> [Brief A] Rewrite the piece on Blink starting with "For all of my" and going on through "yields great results.", putting "specialists" in place of "experts".
> [Brief B]
Answer these questions from the piece on Blink:
(i) How many pieces of information were the racetrack bettors given first?
(ii) Besides speed, what does successful thin-slicing require?
(iii) Which example is given of a more disciplined approach?
> [Brief C] Carry the piece on Blink forward from its last sentence.

--- Extract ---

I think your point that more information is not always better for decision-making is an important one. There’s a famous study that was done of expert racetrack bettors that illustrates this point. The bettors were first given five pieces of information about the horses in a race and asked to predict the outcome. They were also asked how confident they were in their predictions. Then they were given, successively, 10, 20, and 40 pieces of information and asked to make predictions. The additional information didn’t make their forecasts any more accurate. But it did make them (falsely) more confident in their forecasts. When it comes to data, frugality is often a virtue.
But there is a problem here that I think you glided over in your last entry, which is that it’s often hard to know in advance which information is, in your words, “central to the outcome of a decision” and which is irrelevant or, even more important, corrupting. And figuring out which information really does matter (so we can make our decision-making more disciplined) isn’t something we can do with rapid cognition. It often requires the careful study of data to see what factors are and aren’t correlated with each other, and it requires an analytic approach that seems to belong more to the Standard Model. The decision to have people audition behind a screen wasn’t made in a second, I imagine.
For me, this is the deep paradox at the heart of Blink, which is that rapid cognition often works best when there are well-defined rules or structures to guide the people using it. As you put it, we need a structure for spontaneity. We usually think of intuition as simply going with your gut, and obviously that is in part what rapid cognition is about. But I think what Blink shows, oddly, is that going with your gut will often lead you astray, if you’re not keenly aware of the flaws that might be shaping your decision. Successful thin-slicing happens very quickly, but it requires a keen sense of self-awareness, too.
For all of my critique of experts, I think it’s clear that much of the time they do have that sense of self-awareness, that ability to recognize what information matters and what doesn’t. It may not always be articulated, but as you show, if you ask people who are excellent at thin-slicing to explain how they reached their decisions, it’s clear that they’re instantaneously screening out the irrelevant and letting in what matters. Their experience, their vast store of memories, and (I suspect) something special about the way they’re hardwired allow them, in a sense, to structure their own spontaneity. This doesn’t always work well, and they can still benefit from a more disciplined approach (as in the example of classical-music auditions), but a lot of the time this approach yields great results.

--- Information given ---

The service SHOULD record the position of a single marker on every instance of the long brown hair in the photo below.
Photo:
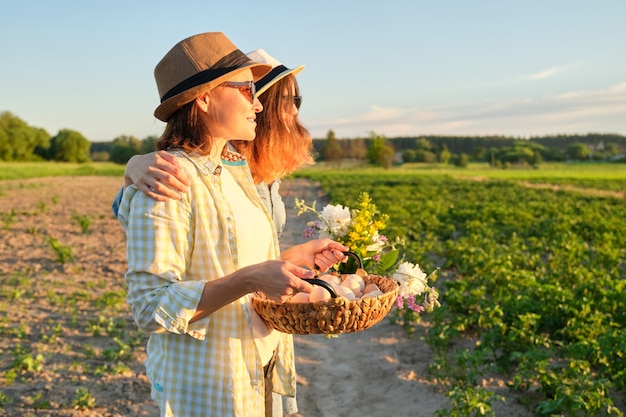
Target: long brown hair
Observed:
(186, 129)
(282, 144)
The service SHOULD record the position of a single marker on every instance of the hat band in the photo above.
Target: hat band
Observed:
(270, 76)
(234, 60)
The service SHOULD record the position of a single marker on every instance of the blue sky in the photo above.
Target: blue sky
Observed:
(397, 68)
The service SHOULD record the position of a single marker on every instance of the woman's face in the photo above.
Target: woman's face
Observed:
(232, 114)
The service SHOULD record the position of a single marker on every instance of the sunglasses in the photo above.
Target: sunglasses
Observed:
(297, 101)
(246, 88)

---

> [Written reply A]
For all of my critique of specialists, I think it’s clear that much of the time they do have that sense of self-awareness, that ability to recognize what information matters and what doesn’t. It may not always be articulated, but as you show, if you ask people who are excellent at thin-slicing to explain how they reached their decisions, it’s clear that they’re instantaneously screening out the irrelevant and letting in what matters. Their experience, their vast store of memories, and (I suspect) something special about the way they’re hardwired allow them, in a sense, to structure their own spontaneity. This doesn’t always work well, and they can still benefit from a more disciplined approach (as in the example of classical-music auditions), but a lot of the time this approach yields great results.

> [Written reply B]
(i) Five.
(ii) A keen sense of self-awareness.
(iii) Classical-music auditions.

> [Written reply C]
I am more skeptical, though, of the idea that everyone can learn to thin-slice consistently well, and that therefore it’s a good idea for most people to rely on rapid cognition. When I look at the kinds of experts you write about—from firefighters to art critics to George Soros—I’m struck by two things: First, these people have spent an enormous amount of time working in their given fields; and second, I think they’re probably naturally exceptional at pattern recognition. I’m just not sure that most people, even with more experience and even with the right structures in place, are going to make consistently better decisions via rapid cognition. In fact, as you point out, there are some situations in which it isn’t even clear you want individuals making decisions: Cook County Hospital dramatically improved its record of distinguishing patients who were having heart attacks from patients who weren’t by replacing the judgment of individual doctors with a simple algorithm.
My doubts aren’t about the virtues of thin-slicing. I’ve thought for a while now that one of the reasons why the collective decision-making mechanisms I write about in my book—like, for instance, betting markets—work well is that in part they aggregate intuitions and impressions that people can’t necessarily articulate, but that are nonetheless real and valuable. That’s why I think Blink and The Wisdom of Crowds really do fit together. My qualms, really, have to do with the idea that for most people, the combination of rapid cognition and individual decision-making does make it harder to spot potential pitfalls and to correct mistakes in time to make a difference. I’m sure the collective product of our rapid cognitive judgments will usually be excellent. But when it comes to the average individual, I still wonder.
I guess I’ll end with this question: At the beginning of your book you tell the story of experts recognizing at a glance that a Greek statue is a fake. At the end of the book you tell the story of four ordinary cops not recognizing in a glance that Amadou Diallo was an innocent man instead of a dangerous criminal. Is one of these stories a truer example of rapid cognition in action? And if (as I hope) it’s the former, is there a way for ordinary decision-makers to make themselves more like those art experts and less like those cops?
In any case, I’ve had a great time. I hope we talk more about all this going forward. Thanks for doing this with me.